• [Prompt] In two sentences, summarize the text below about losing friends to metastatic breast cancer.

• [Text]
┄┄┄┄┄┄┄┄┄┄

The sadness in saying goodbye to friends. Regularly.

Right now I’m sad. I’m sad and I’m angry. I’m sick and tired of my friends dying and the world not giving a shit.

Metastatic breast cancer is the biggest killer of women under 50 and people I know, personally and through social media, are dying – week in week out – of it.

But they aren’t famous. They aren’t influencers. So it feels like no-one cares.

No-one starts a petition, or a hashtag, or a movement, when these women die. No-one will when I die.

Women who are doing every single thing possible to stay alive. Taking every drug they’re told to. Being positive. Living their lives to the fullest.

AND THEY’RET STILL DYING.
WE’RE STILL DYING.
AND SOME DAYS ITS JUST TOO MUCH FOR ME TO TAKE!

It’s hard to be positive about a long life and a cure and beating the 5 year odds when people are dying all around you.

┄┄┄┄┄┄┄┄┄┄

• [Dataset excerpts]
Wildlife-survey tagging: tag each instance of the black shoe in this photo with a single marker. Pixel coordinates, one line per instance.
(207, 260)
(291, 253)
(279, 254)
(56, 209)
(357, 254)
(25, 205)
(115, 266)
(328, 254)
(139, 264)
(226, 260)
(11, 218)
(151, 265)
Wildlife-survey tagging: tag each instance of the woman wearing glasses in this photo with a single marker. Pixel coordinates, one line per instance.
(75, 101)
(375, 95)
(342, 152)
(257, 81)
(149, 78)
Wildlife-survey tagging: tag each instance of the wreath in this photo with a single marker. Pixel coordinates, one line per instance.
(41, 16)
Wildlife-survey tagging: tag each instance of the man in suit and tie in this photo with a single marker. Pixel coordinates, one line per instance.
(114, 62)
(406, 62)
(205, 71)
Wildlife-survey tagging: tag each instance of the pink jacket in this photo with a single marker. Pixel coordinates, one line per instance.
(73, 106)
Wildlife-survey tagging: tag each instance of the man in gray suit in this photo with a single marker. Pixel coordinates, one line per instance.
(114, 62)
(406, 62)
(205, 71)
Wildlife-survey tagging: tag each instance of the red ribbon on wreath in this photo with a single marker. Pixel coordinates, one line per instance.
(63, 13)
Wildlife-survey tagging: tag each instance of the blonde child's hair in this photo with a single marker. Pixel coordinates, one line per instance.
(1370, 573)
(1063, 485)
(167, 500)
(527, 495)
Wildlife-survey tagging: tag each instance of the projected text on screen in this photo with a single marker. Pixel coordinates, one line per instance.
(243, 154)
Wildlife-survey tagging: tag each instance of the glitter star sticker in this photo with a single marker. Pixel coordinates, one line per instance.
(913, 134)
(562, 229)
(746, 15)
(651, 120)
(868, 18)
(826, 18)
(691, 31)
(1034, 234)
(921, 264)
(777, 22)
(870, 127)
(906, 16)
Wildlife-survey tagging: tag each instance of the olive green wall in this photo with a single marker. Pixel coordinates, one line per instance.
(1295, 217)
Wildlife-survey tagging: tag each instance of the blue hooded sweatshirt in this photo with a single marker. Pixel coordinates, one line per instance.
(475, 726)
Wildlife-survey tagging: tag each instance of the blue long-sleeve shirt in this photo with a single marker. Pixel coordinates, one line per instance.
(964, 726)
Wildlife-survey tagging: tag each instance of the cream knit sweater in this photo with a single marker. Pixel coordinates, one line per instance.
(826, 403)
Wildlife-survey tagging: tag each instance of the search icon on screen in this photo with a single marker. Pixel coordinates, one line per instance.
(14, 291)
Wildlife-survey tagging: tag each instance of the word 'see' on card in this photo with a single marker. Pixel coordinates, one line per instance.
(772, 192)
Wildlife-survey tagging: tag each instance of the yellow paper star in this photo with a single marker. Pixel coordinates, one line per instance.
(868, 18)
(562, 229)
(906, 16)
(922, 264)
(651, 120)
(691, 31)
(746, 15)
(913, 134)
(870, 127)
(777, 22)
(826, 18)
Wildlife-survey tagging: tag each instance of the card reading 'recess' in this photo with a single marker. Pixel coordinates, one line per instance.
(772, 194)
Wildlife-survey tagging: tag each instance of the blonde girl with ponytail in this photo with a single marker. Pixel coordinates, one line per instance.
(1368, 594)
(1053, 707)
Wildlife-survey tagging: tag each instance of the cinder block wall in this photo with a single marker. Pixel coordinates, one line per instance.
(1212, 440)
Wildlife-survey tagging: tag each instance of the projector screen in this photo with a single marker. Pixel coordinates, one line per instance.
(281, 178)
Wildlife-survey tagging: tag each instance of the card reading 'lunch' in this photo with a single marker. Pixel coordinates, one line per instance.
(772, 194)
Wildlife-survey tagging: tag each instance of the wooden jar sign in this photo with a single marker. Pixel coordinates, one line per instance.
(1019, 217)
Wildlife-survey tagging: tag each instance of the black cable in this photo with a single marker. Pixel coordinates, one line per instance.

┄┄┄┄┄┄┄┄┄┄

• [Written answer] The writer is sad and angry that friends keep dying of metastatic breast cancer, the biggest killer of women under 50, while no one seems to care because these women aren't famous. They do everything possible to stay alive and still die, which makes it hard for the writer to stay positive about a long life or a cure.